'''

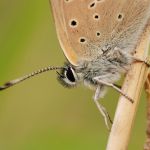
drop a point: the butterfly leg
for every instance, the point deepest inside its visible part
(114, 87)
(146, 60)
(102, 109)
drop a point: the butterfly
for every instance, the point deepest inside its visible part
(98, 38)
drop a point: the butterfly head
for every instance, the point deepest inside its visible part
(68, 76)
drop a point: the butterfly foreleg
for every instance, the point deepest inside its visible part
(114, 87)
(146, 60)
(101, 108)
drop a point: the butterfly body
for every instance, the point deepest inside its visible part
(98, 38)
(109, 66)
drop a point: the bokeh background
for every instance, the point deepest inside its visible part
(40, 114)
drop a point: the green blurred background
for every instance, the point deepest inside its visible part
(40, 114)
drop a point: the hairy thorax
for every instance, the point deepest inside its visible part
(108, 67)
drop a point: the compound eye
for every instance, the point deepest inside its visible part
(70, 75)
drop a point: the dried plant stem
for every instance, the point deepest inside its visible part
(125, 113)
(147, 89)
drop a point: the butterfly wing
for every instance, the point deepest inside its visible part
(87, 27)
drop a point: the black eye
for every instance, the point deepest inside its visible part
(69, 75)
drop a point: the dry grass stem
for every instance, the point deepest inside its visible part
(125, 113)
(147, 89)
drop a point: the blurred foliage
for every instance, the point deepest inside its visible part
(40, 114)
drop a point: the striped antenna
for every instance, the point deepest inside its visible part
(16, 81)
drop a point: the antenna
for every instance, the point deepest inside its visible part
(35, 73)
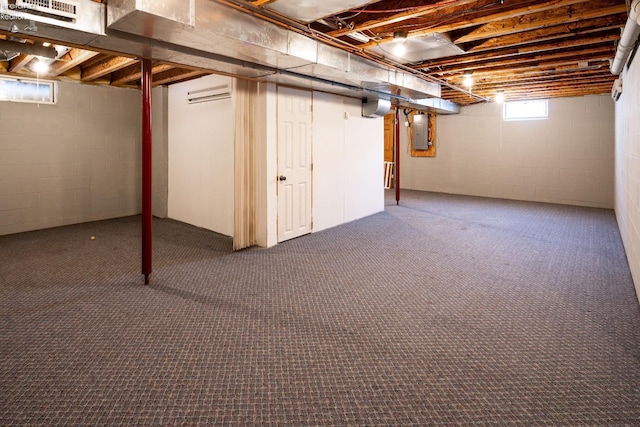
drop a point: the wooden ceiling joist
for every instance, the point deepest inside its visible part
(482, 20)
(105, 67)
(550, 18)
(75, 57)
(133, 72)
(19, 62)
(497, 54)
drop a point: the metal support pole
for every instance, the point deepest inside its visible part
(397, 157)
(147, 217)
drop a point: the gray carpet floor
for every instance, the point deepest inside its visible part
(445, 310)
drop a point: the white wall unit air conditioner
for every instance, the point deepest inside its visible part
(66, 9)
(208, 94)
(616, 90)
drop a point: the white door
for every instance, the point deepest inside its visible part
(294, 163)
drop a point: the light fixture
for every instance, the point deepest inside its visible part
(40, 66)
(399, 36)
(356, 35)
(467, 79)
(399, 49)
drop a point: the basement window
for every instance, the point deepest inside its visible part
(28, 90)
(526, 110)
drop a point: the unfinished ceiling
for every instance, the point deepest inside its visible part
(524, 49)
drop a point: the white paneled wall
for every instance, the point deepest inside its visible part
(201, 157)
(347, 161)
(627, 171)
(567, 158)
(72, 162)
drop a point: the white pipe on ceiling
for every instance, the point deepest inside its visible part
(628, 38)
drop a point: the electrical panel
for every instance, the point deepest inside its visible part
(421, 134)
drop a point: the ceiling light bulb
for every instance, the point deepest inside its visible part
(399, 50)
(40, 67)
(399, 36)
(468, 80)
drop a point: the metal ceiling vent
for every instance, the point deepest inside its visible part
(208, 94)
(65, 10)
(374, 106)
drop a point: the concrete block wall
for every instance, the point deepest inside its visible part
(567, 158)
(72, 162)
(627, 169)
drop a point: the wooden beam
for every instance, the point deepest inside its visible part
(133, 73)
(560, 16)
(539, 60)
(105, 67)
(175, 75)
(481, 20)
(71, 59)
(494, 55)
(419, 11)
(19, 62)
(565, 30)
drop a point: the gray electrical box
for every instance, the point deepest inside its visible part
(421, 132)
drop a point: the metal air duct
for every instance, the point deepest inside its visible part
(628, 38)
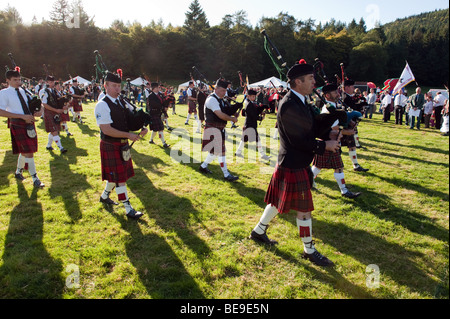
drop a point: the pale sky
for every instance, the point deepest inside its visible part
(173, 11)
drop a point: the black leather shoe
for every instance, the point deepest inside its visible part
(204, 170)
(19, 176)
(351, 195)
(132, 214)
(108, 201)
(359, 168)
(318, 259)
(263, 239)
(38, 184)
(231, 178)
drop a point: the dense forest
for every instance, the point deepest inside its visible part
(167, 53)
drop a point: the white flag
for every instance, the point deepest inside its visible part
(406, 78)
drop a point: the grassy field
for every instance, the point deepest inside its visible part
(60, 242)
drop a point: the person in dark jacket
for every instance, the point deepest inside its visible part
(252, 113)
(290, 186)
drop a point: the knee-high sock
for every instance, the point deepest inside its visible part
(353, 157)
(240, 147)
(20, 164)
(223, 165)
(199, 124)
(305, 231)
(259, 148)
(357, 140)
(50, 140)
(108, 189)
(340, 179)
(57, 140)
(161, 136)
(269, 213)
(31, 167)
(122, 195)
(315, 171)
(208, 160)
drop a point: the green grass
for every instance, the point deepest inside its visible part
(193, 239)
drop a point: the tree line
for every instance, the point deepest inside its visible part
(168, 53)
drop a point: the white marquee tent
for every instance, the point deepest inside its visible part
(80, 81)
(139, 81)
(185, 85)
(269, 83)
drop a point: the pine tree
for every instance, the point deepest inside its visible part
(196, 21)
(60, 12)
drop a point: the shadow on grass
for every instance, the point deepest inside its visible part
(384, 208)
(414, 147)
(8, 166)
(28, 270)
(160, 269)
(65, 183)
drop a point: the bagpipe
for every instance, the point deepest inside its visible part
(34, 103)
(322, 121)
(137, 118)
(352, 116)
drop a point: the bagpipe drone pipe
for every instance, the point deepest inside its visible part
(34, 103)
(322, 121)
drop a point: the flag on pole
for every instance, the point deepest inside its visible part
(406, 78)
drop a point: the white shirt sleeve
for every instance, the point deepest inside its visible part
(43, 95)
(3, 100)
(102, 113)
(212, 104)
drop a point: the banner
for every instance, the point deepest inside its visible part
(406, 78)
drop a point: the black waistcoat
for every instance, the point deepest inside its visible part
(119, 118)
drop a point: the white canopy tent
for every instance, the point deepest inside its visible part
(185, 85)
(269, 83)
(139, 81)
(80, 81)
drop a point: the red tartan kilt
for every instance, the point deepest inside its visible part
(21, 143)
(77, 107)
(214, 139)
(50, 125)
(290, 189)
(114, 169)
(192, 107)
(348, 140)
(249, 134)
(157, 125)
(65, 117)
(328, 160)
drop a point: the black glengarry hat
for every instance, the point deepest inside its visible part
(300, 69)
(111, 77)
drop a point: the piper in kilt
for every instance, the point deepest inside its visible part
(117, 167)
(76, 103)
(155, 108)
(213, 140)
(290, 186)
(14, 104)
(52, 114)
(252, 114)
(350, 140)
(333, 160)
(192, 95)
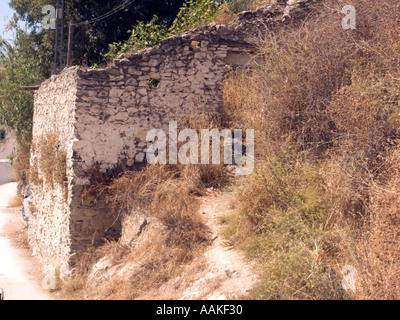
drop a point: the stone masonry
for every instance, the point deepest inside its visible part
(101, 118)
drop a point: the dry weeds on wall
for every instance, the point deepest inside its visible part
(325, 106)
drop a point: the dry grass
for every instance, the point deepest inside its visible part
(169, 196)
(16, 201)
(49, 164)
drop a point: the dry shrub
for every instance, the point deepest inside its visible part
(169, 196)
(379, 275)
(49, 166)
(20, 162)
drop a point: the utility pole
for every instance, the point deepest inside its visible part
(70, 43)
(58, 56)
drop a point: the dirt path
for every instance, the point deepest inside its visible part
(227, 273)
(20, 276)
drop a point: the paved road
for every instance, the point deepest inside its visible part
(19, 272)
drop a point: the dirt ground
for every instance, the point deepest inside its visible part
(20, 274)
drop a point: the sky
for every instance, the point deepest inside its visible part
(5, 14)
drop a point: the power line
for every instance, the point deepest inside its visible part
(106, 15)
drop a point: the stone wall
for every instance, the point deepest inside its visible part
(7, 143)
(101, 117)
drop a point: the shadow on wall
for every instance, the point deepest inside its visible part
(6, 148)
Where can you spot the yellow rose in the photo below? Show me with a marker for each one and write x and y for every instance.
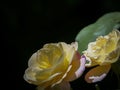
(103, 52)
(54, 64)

'''
'''

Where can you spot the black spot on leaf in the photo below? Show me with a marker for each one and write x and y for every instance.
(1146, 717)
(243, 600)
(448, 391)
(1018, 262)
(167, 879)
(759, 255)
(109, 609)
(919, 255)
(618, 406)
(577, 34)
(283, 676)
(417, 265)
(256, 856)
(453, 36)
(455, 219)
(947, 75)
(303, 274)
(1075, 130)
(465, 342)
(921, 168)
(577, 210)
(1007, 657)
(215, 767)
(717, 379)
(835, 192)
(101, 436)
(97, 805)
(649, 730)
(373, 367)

'''

• _Work required_:
Show every line from the entries above in which "antenna" appears.

• _Output for this exercise_:
drop a point: the striped antenna
drop a point: the antenna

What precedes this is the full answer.